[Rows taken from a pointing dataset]
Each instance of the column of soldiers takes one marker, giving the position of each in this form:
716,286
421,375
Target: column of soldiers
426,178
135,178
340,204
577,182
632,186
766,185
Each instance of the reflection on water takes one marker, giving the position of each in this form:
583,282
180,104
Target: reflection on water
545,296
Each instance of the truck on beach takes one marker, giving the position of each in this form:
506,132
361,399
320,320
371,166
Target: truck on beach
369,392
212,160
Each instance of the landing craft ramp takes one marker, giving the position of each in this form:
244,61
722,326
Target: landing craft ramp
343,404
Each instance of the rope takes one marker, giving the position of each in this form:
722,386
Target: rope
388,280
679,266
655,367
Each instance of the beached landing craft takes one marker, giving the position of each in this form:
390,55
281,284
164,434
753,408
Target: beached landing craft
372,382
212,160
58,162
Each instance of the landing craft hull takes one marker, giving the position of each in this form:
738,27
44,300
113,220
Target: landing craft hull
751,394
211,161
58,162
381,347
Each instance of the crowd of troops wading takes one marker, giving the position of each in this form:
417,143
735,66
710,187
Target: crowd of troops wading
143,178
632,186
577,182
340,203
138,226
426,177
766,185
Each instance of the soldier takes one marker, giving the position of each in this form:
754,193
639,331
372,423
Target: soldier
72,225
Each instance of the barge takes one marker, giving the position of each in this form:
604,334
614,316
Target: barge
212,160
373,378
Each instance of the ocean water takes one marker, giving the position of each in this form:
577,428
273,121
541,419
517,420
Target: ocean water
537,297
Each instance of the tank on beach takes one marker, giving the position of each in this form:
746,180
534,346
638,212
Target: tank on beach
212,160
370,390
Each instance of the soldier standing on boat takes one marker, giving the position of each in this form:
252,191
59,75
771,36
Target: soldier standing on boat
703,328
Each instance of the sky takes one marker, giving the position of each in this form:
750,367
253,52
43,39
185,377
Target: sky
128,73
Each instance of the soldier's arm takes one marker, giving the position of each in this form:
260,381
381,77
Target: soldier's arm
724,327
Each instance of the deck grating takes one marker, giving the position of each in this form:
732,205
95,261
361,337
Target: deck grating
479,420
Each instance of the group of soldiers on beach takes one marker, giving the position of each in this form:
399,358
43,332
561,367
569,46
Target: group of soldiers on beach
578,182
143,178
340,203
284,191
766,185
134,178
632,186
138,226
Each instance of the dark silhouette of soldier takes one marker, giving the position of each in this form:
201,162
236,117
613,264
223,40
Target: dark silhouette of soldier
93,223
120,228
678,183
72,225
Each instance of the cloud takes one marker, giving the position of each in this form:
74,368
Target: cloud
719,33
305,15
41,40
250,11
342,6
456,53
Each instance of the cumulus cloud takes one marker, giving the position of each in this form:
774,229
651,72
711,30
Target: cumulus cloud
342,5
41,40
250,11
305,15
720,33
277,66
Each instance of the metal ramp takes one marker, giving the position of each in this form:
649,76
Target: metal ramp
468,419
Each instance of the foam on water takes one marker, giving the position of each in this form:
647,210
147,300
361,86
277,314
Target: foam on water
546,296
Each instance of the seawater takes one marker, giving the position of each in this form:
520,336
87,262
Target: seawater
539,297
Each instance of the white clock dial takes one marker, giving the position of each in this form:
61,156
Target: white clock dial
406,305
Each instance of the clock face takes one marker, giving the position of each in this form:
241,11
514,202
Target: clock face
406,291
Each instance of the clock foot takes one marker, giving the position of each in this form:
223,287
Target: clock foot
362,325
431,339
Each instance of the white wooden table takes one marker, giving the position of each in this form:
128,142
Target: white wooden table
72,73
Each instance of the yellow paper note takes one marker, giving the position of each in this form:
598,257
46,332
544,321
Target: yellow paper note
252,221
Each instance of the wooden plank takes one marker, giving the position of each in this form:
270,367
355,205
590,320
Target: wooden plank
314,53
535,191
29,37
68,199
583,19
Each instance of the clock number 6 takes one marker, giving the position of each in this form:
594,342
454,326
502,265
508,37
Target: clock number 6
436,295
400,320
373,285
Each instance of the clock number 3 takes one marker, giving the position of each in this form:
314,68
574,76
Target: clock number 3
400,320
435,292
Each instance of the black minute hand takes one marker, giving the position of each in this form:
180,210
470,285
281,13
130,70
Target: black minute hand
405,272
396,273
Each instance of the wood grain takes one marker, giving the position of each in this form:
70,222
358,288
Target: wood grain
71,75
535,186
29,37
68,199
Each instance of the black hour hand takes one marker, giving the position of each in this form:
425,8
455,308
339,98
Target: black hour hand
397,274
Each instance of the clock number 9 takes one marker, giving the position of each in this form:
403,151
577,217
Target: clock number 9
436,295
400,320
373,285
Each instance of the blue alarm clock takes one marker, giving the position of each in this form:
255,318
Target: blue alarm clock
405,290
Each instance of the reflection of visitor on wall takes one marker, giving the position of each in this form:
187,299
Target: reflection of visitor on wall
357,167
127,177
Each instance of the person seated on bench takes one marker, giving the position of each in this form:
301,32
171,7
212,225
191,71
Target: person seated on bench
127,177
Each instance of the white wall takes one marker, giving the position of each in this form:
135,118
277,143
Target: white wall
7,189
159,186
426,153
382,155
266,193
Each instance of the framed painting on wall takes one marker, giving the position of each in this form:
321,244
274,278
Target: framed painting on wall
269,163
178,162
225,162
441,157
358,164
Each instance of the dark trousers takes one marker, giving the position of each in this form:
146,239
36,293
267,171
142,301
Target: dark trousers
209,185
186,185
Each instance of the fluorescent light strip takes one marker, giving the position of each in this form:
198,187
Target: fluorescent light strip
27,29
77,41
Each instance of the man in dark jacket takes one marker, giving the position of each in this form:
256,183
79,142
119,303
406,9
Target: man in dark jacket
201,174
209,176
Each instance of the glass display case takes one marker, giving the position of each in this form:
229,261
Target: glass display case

* [WHAT TO WORK ON]:
Write out the entire listing above again, line for line, without changing anything.

* [RESULT FOR THIS TASK]:
Each instance of the column of soldiers takes one marker, giving the position of each in this form:
716,286
421,375
Target: column of soldiers
426,178
135,178
340,204
577,182
632,186
766,185
Each instance of the reflection on water takes one marker, giving the position of each in this form:
583,282
180,104
Target: reflection on water
545,296
Each instance of the truck on beach takes one marker, giving the position of each in this form:
506,132
361,399
320,320
371,166
Target: truck on beach
369,392
212,160
Each instance of the landing craft ramp takes one marker, giving the position of each in this form:
244,61
722,326
Target: landing craft ramp
343,404
Each instance of the rope takes one marker, giving the position of each in this form:
722,386
Target: rope
388,280
679,266
655,367
Each instance of the beached landing craft takes one marker, giving the position of each in this form:
390,55
281,284
164,434
753,408
Target: beached landing craft
372,382
212,160
58,162
Each instance of the landing craft hull takes one marker, giving the position of each in this form:
738,27
44,300
113,220
Target: landing craft hull
751,394
211,161
58,162
381,347
Each instance of the crowd of troops wading takes one marker, giving the position of each in this form:
417,143
735,66
710,187
Target: crowd of troops wading
143,178
632,186
577,182
340,203
138,226
426,177
766,185
Each instance of the soldier takes one marker, giving the position of each in this form:
754,193
639,331
372,423
Target: soldier
72,225
Each instance of the barge takes one marker, giving the position of each in this form:
604,334
614,316
Target: barge
212,160
373,378
Each instance of the ocean water takes one marker, giving the position of each in this form:
577,428
273,121
541,419
517,420
Target: ocean water
537,297
Each instance of the tank on beach takes one marker, giving the position of each in this form:
746,180
534,346
638,212
Target: tank on beach
212,160
370,390
Each instance of the soldier standing on boat takes one marker, giving the position of each in this form:
252,191
59,75
771,36
Target: soldier standing on boat
703,328
Each instance of the sky takes one marker, giving the position of each in this form:
750,367
253,52
43,39
185,377
Target: sky
128,73
Each instance of the soldier's arm takes one marker, giving the position of each in this form:
260,381
381,77
Target: soldier's arm
724,327
Each instance of the deck grating takes one marker, giving the position of each in this form:
732,205
95,261
361,337
Target: deck grating
479,420
Each instance of the group of soldiers on beach takes one marker, giving the position of each in this form:
399,358
43,332
561,367
569,46
Target: group of soldiers on beach
578,182
143,178
340,203
284,191
766,185
134,178
632,186
138,226
Each instance of the dark silhouette of soldier takes one marker, giving the position of each in this form:
201,162
236,117
613,264
223,40
Target: dark silhouette of soldier
93,223
120,228
678,183
72,225
Each instance of the cloud takes one marker, giving the position of each in this form:
74,368
Target: cloud
719,33
305,15
41,40
250,11
342,6
456,53
Each instance of the cumulus cloud takes one marker, giving the position of each in this form:
774,229
651,72
711,30
Target: cumulus cloud
342,5
41,40
250,11
305,15
720,33
277,66
Each instance of the metal ramp takes one marker, giving the position of each in this form:
649,76
Target: metal ramp
468,419
Each instance of the foam on water takes one marker, giving the position of each in this form:
647,210
147,300
361,86
277,314
Target: foam on water
546,296
Each instance of the seawater takes one marker, giving the position of each in this form:
520,336
87,262
Target: seawater
539,297
Each instance of the white clock dial takes one marker, giving the position of each in this form:
61,156
Target: white clock dial
406,305
Each instance of the clock face takes one marker, giving the position of each in this form:
241,11
514,202
Target: clock face
406,291
Each instance of the clock foot takes one marker, giving the position of each in this form:
223,287
Target: clock foot
362,325
431,339
Each instance of the white wooden table takes one marker, giving the position of each in this form:
128,142
Target: white wooden table
72,73
Each instance of the yellow paper note takes one marker, giving the position of each in this form:
598,257
46,332
544,321
Target: yellow paper note
252,221
Each instance of the wooden plank takes one marker, giving the position of each in this form:
270,367
355,205
590,320
Target: wooden plank
314,53
535,191
29,37
68,199
583,19
Each instance of the clock number 6 takes one marker, giving the position of each in this form:
594,342
454,326
502,265
508,37
Target: clock number 6
436,295
400,320
373,285
Each instance of the clock number 3 takes one marker, giving the position of each in this form:
314,68
574,76
Target: clock number 3
400,320
435,292
Each instance of the black minute hand takes one marker, giving the position of each in this form:
180,210
470,285
281,13
130,70
Target: black minute hand
405,272
396,273
Each instance of the wood grain takes one marker, giving the position of each in this form:
70,222
358,288
Target: wood grain
71,75
535,186
29,37
68,199
Each instance of the black hour hand takes one marker, giving the position of each in this form:
425,8
455,308
339,98
Target: black hour hand
397,274
Each instance of the clock number 9 takes one marker, giving the position of each in this form:
403,151
577,217
Target: clock number 9
436,295
400,320
373,285
Each instance of the blue alarm clock takes one marker, giving the position of each in this form:
255,318
Target: blue alarm clock
405,290
Each instance of the reflection of visitor on wall takes one marker, giving the position of each in this form:
187,299
Target: reflection of visitor on wall
357,167
127,177
Each instance of the person seated on bench takes one marker, giving the position of each in this form:
301,32
171,7
212,225
191,71
Target: person seated on bench
127,177
Each instance of the white wall takes one marker, giving the position of each in this form:
135,118
277,143
Target: white wall
7,189
159,186
426,153
382,155
266,193
Each instance of the framed painting on wall takes one marker, giving the position of each in this form:
321,244
274,278
Target: framed painting on wall
269,163
178,162
225,162
441,157
358,164
Each instance of the dark trousers takes one marker, giving the position of each in this form:
146,239
36,293
267,171
142,301
Target: dark trousers
209,185
186,185
Each instance of the fluorescent light strip takes one marker, giving the position of each in this form:
198,187
Target: fluorescent light strip
27,29
77,41
Each instance of the man in dark jacket takes one marker, giving the position of each in this form:
256,183
79,142
119,303
406,9
Target: man in dark jacket
201,174
209,176
Each instance of the glass display case takes one marker, giving the position of each in this form:
229,261
Target: glass display case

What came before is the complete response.